(TASKS)
1. Summarize the text on patent medicine advertising in two sentences.
2. Edit the text on patent medicine advertising. Give the portion starting with "The explosion of" and going on through "a public priority." again, with "quackery" replaced by "fraud".

(TEXT BLOCK)
::::

Product: Cas-car-ria
Produced ca. 1875–1895
From the William H. Helfand Collection of
Pharmaceutical Trade Cards at The New York Academy of Medicine
Chromolithograph, 5.8 x 7.8 cm
On the other hand, Cas-car-ria’s trade card (Image 2) depicts a young girl holding a switch and a dog together, fending off miniature demons labeled with ailments. Cas-car-ria’s ad evokes notions of animal protection and self-protection, implying that when patients take Cas-car-ria, they harness the animal within, unleashing the strength required to fight off external demons.
The explosion of ads promoting proprietary medicines and their incessant hyperbole and mistruths eventually provoked strong public reactions that demanded transparency and regulation. There were always calls to rein in the quackery, but the inundation of promotion drove the regulation of patent medicine to become a public priority.

Ladies’ Home Journal, February 1924, p. 144
Manufacturer: E. R. Squibb and Sons
From Ohio State University
Examining Ladies’ Home Journal during the 1920s illustrates these changes in advertising. At this point, advertisements offered a different portrayal of scientific medicine and appealed to a more docile public regarding medical professionals. A Squibb pharmaceutical ad depicts a well-organized medicine cabinet (Image 3). The caption asks, “What is in your medicine cabinet? Are they products your physician would approve?” This approval seeking from medical authority plays into the new values of placing faith in the trained judgment of scientific and medical authority.

::::

(STORED DATA)
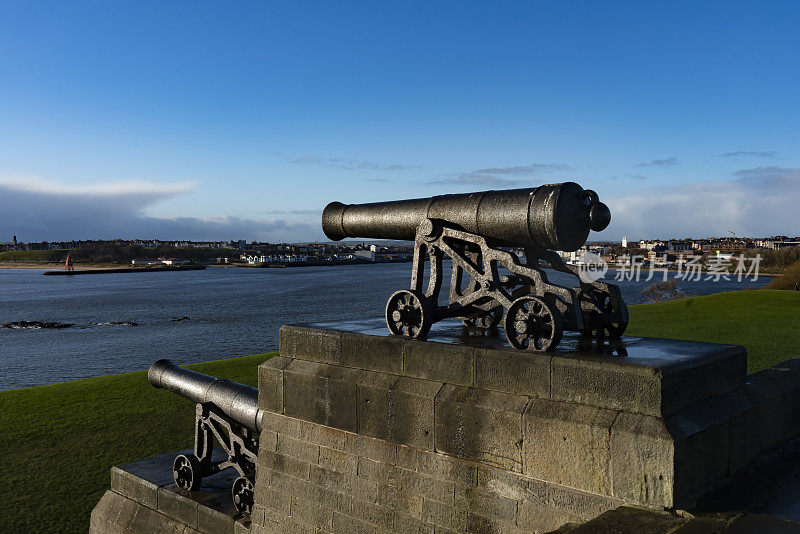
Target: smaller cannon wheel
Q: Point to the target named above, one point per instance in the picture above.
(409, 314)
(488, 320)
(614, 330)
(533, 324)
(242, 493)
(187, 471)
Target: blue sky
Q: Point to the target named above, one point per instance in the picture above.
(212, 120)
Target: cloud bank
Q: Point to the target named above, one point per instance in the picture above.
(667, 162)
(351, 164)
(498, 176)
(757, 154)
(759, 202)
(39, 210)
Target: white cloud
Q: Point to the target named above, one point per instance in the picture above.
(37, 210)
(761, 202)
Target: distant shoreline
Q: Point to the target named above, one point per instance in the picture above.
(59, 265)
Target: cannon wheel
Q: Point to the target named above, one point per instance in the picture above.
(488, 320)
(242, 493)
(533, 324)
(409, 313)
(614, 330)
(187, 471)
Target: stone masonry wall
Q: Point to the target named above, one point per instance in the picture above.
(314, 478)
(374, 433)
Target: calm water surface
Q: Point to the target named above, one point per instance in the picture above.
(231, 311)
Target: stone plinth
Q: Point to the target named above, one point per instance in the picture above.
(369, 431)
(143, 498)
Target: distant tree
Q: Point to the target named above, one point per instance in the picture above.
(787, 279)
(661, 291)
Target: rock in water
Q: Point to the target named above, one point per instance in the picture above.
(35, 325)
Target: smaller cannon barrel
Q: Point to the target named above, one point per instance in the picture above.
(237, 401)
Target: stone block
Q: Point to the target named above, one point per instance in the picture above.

::::

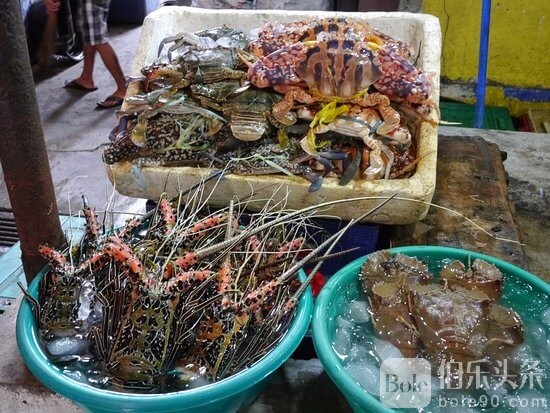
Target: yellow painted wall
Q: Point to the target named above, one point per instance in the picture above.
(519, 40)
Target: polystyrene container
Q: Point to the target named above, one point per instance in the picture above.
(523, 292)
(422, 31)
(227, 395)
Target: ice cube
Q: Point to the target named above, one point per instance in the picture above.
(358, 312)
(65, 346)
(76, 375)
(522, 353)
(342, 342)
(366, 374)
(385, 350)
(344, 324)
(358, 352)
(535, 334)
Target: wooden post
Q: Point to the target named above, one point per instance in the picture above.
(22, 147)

::::

(ANSWERS TO THE TASKS)
1. A Cas-car-ria trade card shows a young girl holding a switch and a dog and fending off miniature demons labeled with ailments, which implies that the medicine lets patients harness the animal within to fight off external demons. The flood of exaggerated and untruthful proprietary medicine ads eventually provoked public demands for transparency and regulation, and by the 1920s ads such as a Squibb medicine cabinet ad in Ladies' Home Journal appealed to faith in the trained judgment of scientific and medical authority.

2.
The explosion of ads promoting proprietary medicines and their incessant hyperbole and mistruths eventually provoked strong public reactions that demanded transparency and regulation. There were always calls to rein in the fraud, but the inundation of promotion drove the regulation of patent medicine to become a public priority.